[WHAT YOU SHOULD DO]
Write the next part of the September 11 anniversary reflection below, picking up right after its last sentence.

[PAGE EXTRACT]
^^^^^^^^
I did not live in New York City, or Washington, DC or have a loved one aboard one of the hijacked planes. I will never know what that day was really like.
I did not witness the smells and maybe worse, the sights. Nor did I feel the ash permeate my clothes and my City. I did not bravely continue to walk on the streets of New York on September 15th and 16th and January 14th. Trying to live a life.
I was not trapped on an island, with the worst kind of murderer at large; commanded not to leave by the closing of all transportation.
I cannot let pride keep company with my grief because my son was one of the brave few who used his airplane ride to sacrifice his own life. Who though not trained or dressed in military colors, knowingly gave his own short and potential -filled life so that many more may live theirs.
I did not have to attempt to guide my congregation whose neighbor is Ground Zero, through a process of making sense of something nonsensical. And answer questions, that really, have no answers.
I did not respond first or second or indefinitely and with no sleep. I did not enter a field that the best training could not have prepared me for.
And keep going in anyway.
I did not hold my buddy- my brother, as his last words were said to me; requiring assurance that his wife and children would be taken care of, and that there would never be another friendship like ours.
I did not receive a call, letting me know that my daughter was okay, safe at 9:51, not to hear from her again.
I did not scour the streets, desperate. Posting photos and descriptions of my aunt, my mother, my daughter, begging and pleading with strangers and God to tell me that they had seen her, that she was okay.
I did not pray that after seven days, one of the survivors miraculously pulled from the rubble, would be my dad, my brother, the father of my beautiful and deserving children.
I was not met with the realization of hopelessness when the mission turned from search and rescue to recovery.
Instead, my holidays are enjoyed with the company of my family and closest friends. Every one accounted for.
My loved ones know my children, and are at birthday parties and Christmas Eve dinner. Every day of my life, I thank God for this.
Really, there are only three thoughts seemingly appropriate for me to share on a day as monumental and somber as the tenth anniversary of September 11th.
^^^^^^^^
[INFORMATION SHOWN]
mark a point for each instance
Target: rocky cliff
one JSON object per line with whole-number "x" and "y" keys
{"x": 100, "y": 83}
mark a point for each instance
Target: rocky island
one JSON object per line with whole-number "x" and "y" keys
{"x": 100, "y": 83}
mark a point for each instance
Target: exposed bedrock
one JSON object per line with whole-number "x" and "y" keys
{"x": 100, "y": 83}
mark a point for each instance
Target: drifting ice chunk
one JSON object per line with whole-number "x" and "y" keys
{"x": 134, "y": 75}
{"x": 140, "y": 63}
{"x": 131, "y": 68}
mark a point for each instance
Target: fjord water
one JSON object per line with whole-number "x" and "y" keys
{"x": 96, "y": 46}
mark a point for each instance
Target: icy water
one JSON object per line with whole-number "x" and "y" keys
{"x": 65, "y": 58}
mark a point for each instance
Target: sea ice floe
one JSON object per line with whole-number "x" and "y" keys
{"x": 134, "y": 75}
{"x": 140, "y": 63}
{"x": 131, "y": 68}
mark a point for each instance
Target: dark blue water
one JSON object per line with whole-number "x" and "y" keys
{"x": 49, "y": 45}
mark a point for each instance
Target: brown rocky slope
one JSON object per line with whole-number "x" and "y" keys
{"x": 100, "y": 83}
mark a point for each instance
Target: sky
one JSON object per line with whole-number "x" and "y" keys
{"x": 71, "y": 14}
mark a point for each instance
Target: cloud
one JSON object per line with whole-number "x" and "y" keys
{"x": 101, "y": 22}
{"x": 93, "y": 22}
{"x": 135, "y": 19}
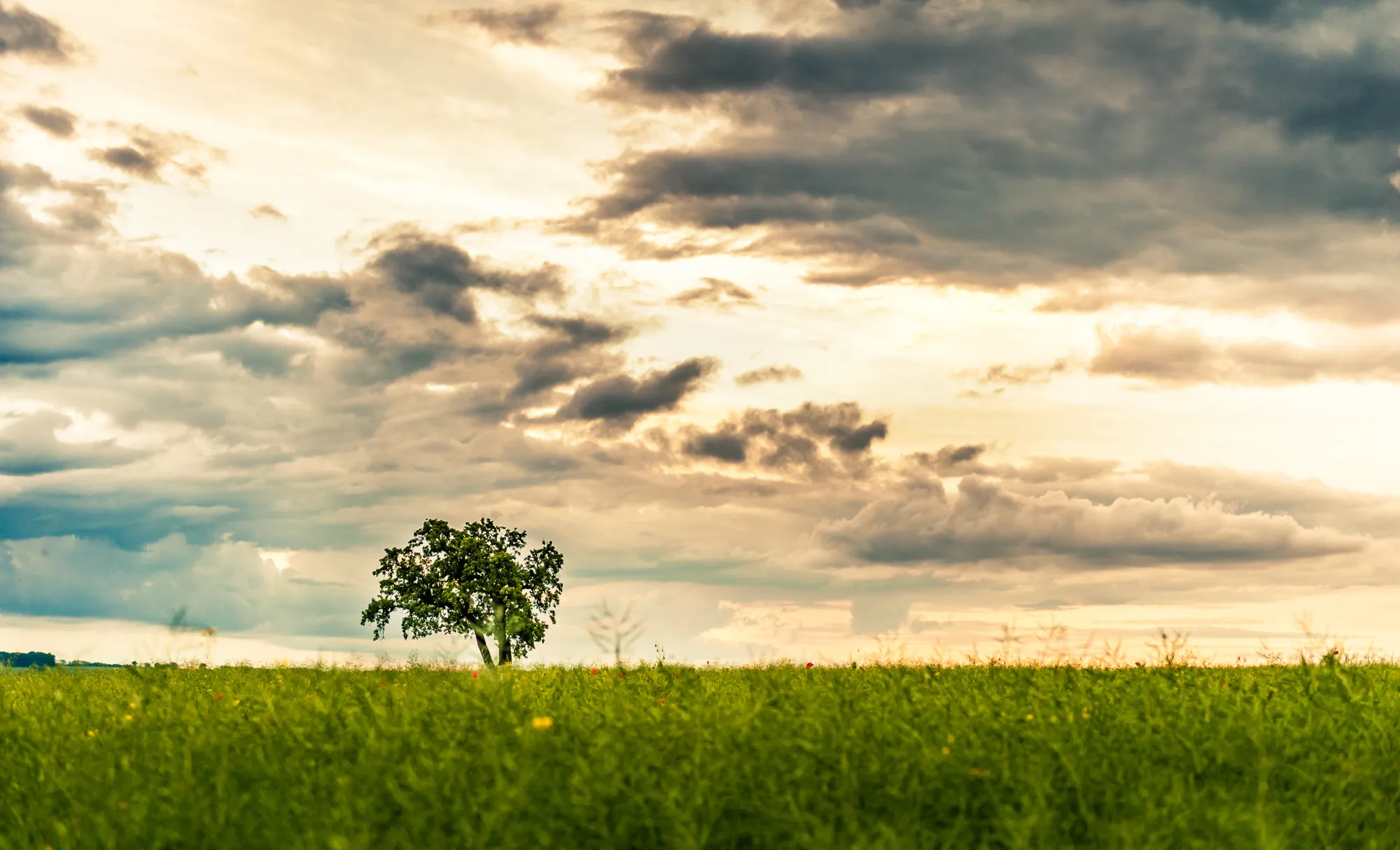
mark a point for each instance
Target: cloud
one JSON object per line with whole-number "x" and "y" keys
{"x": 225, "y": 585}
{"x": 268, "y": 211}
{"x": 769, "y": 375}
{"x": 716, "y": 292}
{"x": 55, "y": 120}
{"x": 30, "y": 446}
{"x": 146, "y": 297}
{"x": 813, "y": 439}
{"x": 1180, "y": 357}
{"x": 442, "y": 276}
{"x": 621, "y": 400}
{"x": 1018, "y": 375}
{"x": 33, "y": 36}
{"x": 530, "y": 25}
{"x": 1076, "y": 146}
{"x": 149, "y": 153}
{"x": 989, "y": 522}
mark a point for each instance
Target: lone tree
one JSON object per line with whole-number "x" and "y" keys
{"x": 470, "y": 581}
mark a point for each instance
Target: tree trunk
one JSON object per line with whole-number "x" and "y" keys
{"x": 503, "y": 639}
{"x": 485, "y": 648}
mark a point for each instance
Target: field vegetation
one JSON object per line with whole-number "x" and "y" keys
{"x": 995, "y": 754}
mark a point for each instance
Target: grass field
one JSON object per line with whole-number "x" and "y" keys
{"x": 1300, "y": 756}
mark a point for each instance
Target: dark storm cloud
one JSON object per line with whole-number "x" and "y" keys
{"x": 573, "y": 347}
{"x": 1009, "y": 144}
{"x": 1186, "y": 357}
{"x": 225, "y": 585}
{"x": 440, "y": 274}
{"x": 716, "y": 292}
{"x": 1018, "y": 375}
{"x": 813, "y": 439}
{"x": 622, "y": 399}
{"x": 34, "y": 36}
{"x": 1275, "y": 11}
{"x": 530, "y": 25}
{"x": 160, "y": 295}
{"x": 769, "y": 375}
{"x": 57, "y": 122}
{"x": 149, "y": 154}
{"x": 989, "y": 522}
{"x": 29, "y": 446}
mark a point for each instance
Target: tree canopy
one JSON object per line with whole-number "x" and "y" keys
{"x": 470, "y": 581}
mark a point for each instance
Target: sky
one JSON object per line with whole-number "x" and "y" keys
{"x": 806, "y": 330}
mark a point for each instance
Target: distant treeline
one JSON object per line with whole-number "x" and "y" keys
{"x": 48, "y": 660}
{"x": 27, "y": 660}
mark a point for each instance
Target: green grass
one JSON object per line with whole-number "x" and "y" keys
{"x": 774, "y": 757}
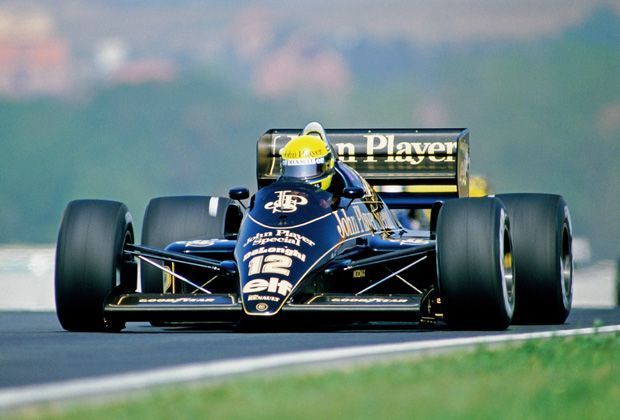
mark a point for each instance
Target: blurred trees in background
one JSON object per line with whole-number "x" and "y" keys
^^^^^^^^
[EXERCISE ANSWER]
The first is for those who survived September 11th, and the families of those who did not. Know that so many of us have you in our prayers regularly.
While we cannot understand the trauma that you are forced to process or repress, and the grief that lives in your innermost self- that may define you, we pray that you seek strength and comfort from those of us who know that we cannot understand.
The second is for the responders of that horrific day, and the days and weeks that followed. Bravery, selflessness, courage…certainly none of these words identify what it took to choose to walk into what is now known as “Ground Zero”.
None must be fitting for the Hell going on around you as you persisted in your “job”. Somehow, and unbelievably, making sense out of chaos. Carefully and methodically carrying on, brick by brick, through fire and smoke and buildings collapsing around you- otherworldliness. Driven by a desire to make sure that everyone survives.
The third is for our military. Those who keep us safe and confident with the knowledge that they too, are willing to sacrifice their own life to ensure that my son plays another game of hide and seek, and my grandmother enjoys another cup of tea.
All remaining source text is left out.